__Assigned task__: For the entries below, the expected answer is the line with "Could you please locate the clear", the line with "Could you please locate the grass", and every line between them, exactly as written, and nothing more.

__Data listing__:

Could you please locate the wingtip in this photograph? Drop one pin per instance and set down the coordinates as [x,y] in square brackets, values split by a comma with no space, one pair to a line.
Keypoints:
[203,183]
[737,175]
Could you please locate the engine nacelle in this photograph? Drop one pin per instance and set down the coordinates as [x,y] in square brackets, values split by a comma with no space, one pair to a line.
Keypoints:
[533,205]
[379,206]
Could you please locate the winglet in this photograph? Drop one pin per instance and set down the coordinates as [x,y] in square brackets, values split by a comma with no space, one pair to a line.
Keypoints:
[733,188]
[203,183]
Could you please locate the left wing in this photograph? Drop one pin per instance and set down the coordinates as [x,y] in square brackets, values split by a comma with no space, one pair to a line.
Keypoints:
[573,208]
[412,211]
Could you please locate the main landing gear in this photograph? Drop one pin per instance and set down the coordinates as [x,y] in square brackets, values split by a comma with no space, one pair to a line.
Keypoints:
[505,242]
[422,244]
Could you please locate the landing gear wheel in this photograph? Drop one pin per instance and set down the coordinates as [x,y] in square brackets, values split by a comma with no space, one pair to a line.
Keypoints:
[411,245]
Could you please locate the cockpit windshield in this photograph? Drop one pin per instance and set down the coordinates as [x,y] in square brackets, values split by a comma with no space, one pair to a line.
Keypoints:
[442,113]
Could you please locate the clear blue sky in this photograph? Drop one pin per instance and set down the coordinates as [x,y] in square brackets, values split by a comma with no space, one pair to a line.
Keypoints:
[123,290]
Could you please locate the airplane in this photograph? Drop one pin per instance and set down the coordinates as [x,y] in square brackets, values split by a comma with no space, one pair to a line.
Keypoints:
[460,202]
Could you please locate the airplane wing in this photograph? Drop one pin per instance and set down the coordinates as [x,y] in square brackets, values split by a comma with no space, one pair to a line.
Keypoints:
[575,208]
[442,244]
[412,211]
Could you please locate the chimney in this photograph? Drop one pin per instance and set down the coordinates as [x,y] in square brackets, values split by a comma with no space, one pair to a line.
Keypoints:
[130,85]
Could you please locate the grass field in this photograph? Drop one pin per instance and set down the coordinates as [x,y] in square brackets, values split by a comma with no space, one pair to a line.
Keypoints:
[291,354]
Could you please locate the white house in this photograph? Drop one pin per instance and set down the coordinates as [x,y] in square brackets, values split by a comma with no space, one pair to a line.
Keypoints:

...

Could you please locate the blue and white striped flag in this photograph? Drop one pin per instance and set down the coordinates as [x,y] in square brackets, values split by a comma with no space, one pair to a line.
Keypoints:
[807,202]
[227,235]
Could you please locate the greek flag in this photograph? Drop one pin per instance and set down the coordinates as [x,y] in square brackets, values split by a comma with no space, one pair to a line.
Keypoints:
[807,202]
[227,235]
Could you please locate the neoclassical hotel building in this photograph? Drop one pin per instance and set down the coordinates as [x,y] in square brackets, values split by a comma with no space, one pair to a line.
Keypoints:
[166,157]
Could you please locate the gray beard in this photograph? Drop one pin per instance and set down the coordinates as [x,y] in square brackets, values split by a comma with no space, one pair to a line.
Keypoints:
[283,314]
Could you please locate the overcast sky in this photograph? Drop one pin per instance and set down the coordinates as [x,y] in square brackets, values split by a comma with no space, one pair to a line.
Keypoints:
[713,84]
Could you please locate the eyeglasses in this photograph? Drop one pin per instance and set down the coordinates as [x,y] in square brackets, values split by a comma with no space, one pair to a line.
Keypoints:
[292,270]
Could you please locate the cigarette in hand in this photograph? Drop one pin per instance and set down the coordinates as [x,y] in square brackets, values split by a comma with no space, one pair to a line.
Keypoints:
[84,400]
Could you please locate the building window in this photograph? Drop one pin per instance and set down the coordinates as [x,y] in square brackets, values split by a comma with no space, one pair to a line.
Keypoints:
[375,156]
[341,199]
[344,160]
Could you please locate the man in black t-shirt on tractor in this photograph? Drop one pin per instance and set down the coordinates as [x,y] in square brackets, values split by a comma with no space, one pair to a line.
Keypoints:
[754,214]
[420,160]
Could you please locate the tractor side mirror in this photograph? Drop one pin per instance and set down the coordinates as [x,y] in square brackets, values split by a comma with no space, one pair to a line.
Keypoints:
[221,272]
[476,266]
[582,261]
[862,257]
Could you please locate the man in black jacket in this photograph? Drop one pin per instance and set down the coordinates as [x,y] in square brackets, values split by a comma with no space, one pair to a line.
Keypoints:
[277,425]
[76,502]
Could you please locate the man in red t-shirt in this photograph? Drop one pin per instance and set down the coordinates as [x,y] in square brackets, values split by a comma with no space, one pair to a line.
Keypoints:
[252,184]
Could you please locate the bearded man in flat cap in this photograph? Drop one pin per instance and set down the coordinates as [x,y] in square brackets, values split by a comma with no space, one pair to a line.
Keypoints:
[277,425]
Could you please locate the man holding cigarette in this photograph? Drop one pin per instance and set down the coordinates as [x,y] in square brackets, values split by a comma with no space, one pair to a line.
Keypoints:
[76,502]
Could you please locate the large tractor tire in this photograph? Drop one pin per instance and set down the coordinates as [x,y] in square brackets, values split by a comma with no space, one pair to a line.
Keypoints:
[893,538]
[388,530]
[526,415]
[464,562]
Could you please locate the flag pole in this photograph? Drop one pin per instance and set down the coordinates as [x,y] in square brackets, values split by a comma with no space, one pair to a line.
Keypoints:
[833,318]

...

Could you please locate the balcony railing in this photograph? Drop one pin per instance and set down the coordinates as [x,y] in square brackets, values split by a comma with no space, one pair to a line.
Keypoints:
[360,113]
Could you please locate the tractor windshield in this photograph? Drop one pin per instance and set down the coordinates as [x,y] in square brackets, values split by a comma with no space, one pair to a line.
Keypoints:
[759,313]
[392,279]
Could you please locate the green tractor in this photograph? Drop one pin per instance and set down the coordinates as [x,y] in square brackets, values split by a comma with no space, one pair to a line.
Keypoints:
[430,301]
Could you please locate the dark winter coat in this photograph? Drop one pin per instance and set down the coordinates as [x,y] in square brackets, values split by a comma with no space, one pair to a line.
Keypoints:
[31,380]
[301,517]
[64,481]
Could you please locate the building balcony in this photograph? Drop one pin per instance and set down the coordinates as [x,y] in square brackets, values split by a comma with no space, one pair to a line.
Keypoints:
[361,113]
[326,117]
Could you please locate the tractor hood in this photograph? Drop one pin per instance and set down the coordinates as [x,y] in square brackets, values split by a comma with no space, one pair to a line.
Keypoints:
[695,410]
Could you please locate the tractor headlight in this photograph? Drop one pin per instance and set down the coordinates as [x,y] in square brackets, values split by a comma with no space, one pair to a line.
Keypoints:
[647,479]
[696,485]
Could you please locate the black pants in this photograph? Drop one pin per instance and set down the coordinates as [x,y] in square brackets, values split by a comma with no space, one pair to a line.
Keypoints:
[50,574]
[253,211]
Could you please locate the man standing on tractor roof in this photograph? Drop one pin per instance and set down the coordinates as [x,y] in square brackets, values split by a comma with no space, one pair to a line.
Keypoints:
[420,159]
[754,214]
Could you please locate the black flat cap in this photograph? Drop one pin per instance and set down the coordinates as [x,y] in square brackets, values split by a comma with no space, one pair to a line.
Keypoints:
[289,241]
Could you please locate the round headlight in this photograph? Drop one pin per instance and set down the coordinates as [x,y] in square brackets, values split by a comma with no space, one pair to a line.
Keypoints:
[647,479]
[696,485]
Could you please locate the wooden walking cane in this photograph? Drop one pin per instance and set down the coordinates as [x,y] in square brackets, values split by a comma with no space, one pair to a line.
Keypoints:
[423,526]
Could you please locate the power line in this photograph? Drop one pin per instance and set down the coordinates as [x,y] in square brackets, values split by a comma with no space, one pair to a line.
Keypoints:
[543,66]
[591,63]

__Result of this exercise__:
Could you please locate the clear blue sky in this photograph? Drop one pin per instance and set down the coordinates as [x,y] in square brackets, values split by a comma with no space, one pair to a line.
Keypoints:
[123,290]
Could you please locate the airplane in this photograph? Drop one pin per instance and set down the coordinates as [x,y] in square brackets, values split by a comma with no space, one pair to a line.
Keypoints:
[460,202]
Could you please locate the airplane wing in this photograph? Drop one pin per instance and set down the coordinates as [x,y] in square brackets, values split by a comma with no space, one pair to a line.
Keypoints:
[575,208]
[442,244]
[412,211]
Could you please locate the chimney in this photograph? Drop one pin per instance and set down the coordinates as [x,y] in square brackets, values split by a comma with no space, one pair to a line.
Keypoints:
[130,85]
Could you please locate the grass field in this photograph? Drop one pin per instance and set down the coordinates as [x,y] in square brackets, values split by a comma with no space, one pair to a line.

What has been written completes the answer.